[WHAT NEEDS TO BE DONE]
Copy out, word for word, the lines of the items starting at the line that contains "yellow apple and record the coordinates." and ending at the final line of the items, both included.

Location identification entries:
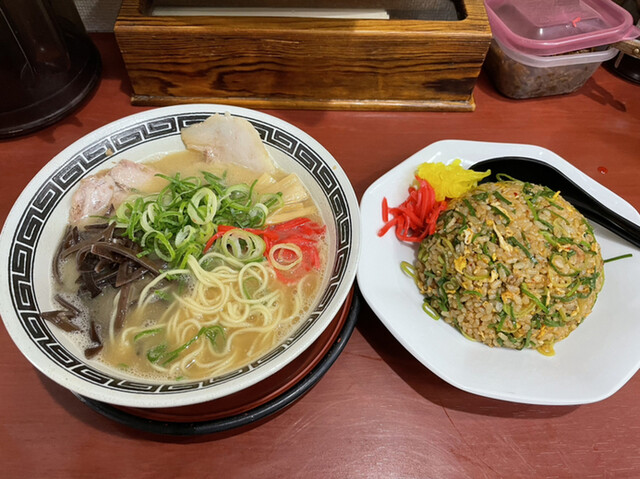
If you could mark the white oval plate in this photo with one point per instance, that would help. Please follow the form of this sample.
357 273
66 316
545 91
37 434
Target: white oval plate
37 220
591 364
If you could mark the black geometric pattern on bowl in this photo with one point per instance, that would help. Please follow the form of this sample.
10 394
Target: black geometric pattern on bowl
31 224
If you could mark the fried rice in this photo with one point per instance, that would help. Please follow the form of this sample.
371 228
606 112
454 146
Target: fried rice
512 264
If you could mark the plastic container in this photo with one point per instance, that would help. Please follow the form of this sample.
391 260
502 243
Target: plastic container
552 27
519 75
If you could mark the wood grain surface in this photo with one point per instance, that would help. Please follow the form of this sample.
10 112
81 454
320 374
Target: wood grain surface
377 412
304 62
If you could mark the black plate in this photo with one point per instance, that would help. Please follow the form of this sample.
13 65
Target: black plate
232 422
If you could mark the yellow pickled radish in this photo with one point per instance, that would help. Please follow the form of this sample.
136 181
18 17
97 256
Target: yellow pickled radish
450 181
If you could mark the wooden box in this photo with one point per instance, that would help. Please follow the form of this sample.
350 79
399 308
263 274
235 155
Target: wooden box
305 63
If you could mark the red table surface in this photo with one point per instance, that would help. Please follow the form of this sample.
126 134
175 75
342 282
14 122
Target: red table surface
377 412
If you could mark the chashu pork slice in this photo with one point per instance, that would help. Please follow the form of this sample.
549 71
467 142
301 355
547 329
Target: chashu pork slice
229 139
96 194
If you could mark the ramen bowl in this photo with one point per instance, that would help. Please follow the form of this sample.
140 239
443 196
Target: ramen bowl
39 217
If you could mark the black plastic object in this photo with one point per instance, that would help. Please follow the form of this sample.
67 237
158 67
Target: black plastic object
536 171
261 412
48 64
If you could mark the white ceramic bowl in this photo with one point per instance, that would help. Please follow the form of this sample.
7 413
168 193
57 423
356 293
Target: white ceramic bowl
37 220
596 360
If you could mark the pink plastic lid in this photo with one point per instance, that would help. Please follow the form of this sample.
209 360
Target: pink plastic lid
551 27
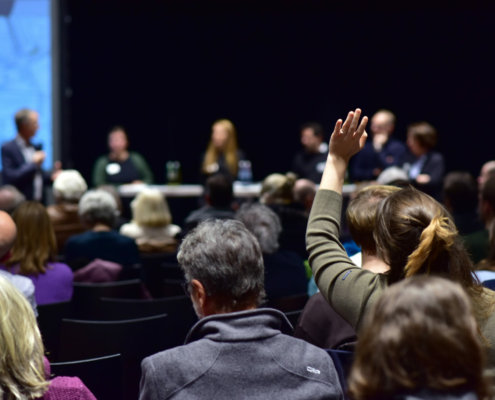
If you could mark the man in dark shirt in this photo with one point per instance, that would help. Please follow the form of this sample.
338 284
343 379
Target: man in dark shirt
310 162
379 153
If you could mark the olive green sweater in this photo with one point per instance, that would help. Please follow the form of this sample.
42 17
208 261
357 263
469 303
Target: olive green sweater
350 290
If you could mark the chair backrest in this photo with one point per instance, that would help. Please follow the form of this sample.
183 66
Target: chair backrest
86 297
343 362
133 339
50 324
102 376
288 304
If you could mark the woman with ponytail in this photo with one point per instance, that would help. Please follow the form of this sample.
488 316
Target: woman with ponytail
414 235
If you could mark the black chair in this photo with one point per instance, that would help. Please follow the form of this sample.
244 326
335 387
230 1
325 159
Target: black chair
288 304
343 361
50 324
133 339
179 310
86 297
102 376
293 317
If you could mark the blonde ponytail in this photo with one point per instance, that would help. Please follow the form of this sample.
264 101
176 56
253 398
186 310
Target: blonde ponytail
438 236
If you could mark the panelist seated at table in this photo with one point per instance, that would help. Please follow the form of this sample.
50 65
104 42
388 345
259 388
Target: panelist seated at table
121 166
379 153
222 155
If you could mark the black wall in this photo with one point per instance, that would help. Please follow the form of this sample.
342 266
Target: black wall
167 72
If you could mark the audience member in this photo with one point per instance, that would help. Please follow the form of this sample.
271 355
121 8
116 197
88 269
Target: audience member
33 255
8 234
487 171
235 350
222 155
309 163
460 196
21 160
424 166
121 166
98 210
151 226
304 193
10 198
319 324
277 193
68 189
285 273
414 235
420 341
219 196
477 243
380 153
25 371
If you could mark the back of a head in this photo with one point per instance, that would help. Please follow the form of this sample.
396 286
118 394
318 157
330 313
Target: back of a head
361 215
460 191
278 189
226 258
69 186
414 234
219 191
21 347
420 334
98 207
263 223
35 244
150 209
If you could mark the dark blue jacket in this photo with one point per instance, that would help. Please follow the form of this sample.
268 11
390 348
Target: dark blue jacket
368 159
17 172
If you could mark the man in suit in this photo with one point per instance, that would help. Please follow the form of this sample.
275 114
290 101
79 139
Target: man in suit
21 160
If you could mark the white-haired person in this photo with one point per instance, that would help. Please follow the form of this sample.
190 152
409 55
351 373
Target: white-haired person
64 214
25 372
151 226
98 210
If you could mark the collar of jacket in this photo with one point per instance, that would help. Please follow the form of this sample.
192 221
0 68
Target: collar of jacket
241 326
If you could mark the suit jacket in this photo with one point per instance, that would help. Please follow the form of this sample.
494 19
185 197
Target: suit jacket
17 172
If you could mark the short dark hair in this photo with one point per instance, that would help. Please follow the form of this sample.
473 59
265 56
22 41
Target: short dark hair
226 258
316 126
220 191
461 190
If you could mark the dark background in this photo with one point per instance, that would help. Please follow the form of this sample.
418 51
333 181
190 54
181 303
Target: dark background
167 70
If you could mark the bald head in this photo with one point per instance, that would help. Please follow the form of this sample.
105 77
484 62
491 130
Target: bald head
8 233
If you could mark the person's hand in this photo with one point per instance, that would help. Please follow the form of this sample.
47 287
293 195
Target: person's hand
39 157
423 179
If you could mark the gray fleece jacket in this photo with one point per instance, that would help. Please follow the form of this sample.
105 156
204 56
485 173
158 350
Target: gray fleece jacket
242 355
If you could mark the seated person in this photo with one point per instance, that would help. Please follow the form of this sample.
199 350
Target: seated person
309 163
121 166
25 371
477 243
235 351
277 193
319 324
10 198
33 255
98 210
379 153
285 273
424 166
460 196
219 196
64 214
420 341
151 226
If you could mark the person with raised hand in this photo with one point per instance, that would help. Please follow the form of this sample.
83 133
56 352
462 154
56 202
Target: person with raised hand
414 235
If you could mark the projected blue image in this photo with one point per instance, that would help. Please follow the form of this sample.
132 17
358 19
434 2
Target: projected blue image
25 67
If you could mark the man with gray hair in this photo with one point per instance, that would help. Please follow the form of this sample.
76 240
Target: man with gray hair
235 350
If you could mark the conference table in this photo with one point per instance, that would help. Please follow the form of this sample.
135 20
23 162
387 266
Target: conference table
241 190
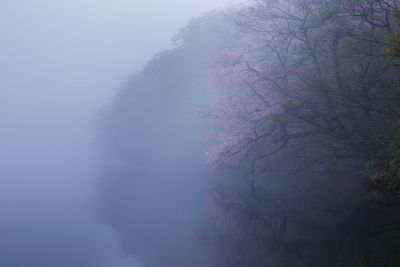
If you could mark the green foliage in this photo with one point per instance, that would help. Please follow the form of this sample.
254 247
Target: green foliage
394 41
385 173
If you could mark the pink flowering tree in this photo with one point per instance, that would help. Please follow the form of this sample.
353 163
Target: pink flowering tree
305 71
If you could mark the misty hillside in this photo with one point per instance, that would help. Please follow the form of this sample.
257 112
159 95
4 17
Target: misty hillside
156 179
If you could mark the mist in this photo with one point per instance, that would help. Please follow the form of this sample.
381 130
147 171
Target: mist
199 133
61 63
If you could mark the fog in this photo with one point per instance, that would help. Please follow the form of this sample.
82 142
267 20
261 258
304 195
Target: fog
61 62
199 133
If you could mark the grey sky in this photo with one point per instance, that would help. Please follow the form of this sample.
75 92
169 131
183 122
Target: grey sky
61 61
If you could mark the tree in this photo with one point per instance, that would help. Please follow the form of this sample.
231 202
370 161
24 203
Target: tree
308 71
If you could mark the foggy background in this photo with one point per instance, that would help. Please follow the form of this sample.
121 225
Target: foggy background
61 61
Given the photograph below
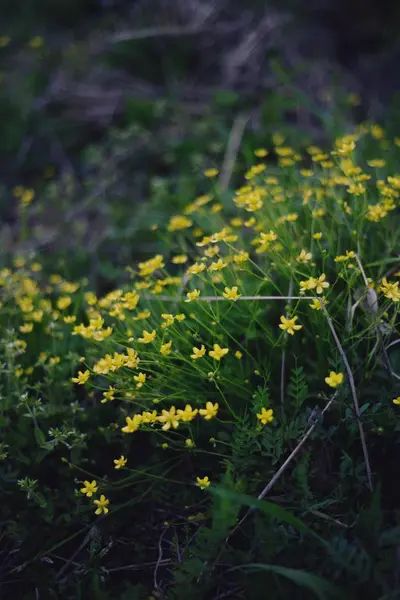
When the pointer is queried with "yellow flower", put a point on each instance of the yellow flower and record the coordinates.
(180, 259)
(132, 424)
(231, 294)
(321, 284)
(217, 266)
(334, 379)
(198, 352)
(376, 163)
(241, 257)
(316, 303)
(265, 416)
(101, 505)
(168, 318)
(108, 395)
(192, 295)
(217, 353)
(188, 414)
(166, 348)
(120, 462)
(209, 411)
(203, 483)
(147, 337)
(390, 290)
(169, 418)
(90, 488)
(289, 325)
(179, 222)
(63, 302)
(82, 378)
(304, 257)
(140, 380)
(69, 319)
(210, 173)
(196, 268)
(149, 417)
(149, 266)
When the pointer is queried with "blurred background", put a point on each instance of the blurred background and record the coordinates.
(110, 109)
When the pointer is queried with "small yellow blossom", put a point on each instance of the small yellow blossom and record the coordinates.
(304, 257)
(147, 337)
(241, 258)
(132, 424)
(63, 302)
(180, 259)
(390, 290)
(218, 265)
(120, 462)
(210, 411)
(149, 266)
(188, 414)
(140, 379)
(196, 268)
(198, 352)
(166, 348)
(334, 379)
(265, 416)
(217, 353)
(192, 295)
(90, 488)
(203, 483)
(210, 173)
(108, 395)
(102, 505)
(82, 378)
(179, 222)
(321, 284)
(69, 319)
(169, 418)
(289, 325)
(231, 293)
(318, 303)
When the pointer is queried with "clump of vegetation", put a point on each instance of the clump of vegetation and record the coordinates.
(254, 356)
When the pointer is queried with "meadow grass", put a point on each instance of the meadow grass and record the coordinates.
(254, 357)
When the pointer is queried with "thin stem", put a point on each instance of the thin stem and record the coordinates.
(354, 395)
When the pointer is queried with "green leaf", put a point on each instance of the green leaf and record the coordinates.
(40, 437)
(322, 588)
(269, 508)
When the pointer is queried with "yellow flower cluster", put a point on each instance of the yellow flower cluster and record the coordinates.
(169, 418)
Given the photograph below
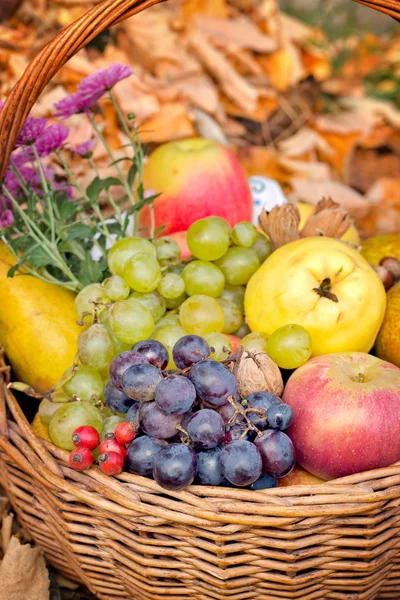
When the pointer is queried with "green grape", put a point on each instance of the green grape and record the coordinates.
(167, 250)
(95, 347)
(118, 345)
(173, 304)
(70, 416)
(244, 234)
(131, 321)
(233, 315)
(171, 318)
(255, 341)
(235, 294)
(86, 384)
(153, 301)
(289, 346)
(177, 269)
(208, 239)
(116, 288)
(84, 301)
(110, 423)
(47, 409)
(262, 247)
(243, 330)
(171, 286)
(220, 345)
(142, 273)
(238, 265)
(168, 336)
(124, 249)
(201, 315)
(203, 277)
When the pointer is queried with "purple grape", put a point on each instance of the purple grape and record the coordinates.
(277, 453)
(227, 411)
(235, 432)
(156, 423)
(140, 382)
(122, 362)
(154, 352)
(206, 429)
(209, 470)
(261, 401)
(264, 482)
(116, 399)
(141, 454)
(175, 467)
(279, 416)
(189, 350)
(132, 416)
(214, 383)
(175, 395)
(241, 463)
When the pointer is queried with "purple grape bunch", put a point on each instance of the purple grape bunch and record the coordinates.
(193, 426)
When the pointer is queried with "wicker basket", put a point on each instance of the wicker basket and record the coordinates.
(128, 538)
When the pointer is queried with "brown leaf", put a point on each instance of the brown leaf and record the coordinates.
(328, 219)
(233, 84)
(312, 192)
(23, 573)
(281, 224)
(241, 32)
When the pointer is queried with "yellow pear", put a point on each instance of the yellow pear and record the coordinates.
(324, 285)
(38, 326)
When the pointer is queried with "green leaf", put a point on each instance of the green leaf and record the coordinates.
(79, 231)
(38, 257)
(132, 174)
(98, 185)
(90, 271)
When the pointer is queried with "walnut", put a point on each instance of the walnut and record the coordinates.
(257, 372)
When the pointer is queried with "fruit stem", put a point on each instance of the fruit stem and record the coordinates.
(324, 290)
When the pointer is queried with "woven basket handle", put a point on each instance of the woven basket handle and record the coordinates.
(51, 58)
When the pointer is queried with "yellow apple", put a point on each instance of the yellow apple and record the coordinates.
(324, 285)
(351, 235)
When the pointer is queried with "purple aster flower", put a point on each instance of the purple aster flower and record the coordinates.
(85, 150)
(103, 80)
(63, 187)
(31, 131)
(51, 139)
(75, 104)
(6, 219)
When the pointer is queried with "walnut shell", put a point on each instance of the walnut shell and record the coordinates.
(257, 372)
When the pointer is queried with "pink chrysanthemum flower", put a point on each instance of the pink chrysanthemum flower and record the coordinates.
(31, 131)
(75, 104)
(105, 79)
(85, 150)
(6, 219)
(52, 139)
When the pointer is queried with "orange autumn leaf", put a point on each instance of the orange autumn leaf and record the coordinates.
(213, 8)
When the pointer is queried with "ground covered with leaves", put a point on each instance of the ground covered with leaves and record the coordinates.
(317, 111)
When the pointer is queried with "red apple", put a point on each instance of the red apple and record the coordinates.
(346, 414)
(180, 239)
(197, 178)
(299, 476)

[REPLY]
When the pointer is queried with "yellow apple", put a point on each instance of the yellow apple and record the coordinates.
(324, 285)
(351, 235)
When the pointer is queried with "purple aster flower", put a point on each instance of the purple aster flower and record the coordinates.
(85, 150)
(103, 80)
(63, 187)
(31, 131)
(51, 139)
(75, 104)
(6, 219)
When the pointer is queried with "walnut shell", put a point on each instance of the walnut shell and record the coordinates.
(257, 372)
When the pointer is queried with "pink chrysanthemum flower", put a point on each instance of the pink chrysanthemum flower and record the coordinates.
(31, 131)
(75, 104)
(105, 79)
(85, 150)
(6, 219)
(52, 139)
When the pointer is queried with "orange autumn leaf", put a point on each instance of the orange autumn leaf and record the coordinates.
(213, 8)
When the pointer is queried with "ground covered with leaves", put a point on each instance of the ground covered with leaves and record the coordinates.
(317, 111)
When the pointer is queried with "red apple", put a point on each instance of the red apple and record the coordinates.
(346, 414)
(180, 239)
(197, 178)
(299, 476)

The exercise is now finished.